--- START EXERCISE INPUTS ---
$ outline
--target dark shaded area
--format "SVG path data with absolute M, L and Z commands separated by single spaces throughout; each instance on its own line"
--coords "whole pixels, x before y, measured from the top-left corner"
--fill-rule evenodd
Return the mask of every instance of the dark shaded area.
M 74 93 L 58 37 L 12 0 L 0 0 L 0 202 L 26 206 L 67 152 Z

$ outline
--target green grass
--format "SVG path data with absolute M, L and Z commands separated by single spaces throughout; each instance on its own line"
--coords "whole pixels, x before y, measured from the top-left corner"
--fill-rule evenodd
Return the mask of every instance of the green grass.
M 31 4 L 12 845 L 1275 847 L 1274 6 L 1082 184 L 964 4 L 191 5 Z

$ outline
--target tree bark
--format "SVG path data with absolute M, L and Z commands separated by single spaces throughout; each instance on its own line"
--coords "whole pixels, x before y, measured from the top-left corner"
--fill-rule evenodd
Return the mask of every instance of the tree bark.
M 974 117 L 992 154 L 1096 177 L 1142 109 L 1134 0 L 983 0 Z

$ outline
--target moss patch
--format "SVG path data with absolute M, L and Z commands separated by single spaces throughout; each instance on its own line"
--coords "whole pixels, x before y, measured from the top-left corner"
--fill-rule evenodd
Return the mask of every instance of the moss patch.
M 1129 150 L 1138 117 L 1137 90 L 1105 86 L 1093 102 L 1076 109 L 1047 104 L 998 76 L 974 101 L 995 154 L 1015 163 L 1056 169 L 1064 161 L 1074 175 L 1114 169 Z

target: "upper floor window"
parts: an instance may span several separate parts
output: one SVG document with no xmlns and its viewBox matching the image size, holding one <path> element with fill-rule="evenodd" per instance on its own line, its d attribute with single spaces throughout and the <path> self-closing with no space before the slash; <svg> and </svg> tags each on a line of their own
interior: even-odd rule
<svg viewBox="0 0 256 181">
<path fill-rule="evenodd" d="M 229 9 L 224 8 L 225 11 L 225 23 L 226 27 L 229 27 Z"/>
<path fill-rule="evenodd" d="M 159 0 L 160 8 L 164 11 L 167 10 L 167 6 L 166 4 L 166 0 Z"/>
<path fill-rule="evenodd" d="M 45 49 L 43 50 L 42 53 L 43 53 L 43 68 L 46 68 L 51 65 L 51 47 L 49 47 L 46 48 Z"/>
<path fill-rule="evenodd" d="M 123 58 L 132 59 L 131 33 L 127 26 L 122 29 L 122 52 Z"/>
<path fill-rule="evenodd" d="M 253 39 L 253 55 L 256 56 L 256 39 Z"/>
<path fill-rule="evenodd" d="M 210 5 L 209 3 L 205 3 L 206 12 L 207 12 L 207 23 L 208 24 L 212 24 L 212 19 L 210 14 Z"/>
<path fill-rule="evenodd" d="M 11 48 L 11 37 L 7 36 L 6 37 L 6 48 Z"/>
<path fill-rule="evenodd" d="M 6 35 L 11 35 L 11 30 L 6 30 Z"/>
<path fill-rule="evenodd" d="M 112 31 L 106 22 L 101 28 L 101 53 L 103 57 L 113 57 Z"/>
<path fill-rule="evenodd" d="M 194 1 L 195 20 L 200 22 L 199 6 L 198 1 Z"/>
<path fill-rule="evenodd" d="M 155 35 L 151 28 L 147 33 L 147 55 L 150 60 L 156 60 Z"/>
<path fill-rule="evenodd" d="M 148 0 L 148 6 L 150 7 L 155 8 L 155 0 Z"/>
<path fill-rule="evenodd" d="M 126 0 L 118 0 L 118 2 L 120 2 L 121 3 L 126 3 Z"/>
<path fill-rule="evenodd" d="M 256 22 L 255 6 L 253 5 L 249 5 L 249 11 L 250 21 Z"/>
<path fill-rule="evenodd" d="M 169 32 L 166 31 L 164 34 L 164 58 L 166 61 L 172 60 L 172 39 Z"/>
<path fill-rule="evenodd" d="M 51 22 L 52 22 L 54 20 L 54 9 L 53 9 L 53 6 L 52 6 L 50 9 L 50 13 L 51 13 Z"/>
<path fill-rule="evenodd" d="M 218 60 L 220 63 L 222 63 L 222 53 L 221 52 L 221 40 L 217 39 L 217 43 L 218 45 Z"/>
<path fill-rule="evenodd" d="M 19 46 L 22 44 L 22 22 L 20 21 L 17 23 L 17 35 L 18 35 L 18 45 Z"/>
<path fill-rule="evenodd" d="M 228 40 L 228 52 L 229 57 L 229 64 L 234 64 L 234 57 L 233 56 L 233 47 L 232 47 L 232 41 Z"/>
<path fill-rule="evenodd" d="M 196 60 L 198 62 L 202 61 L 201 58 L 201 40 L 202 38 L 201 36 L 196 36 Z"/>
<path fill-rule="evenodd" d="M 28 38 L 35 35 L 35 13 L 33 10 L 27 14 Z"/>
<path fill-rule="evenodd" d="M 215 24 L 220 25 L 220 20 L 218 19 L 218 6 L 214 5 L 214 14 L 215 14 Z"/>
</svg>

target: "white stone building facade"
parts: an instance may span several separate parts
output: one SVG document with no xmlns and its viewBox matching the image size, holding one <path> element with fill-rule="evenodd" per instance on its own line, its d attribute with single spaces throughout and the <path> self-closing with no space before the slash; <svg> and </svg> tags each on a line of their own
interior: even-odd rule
--- END EXERCISE INPUTS ---
#### DIRECTIONS:
Output the entries from the start through the line containing "M 74 93 L 58" as a two-column CSV with the header entry_text,answer and one row per entry. Put each entry's text and its answer in a single quoted field apiece, replacing line breaks with spaces.

#### RESPONSE:
entry_text,answer
"$ outline --target dark shaded area --format ""SVG path data with absolute M, L and Z commands separated by single spaces throughout; each instance on its own line"" --coords ""whole pixels, x before y, measured from the top-left corner"" --fill-rule evenodd Return the mask of every instance of the dark shaded area.","M 74 93 L 58 37 L 12 0 L 0 0 L 0 202 L 26 206 L 67 152 Z"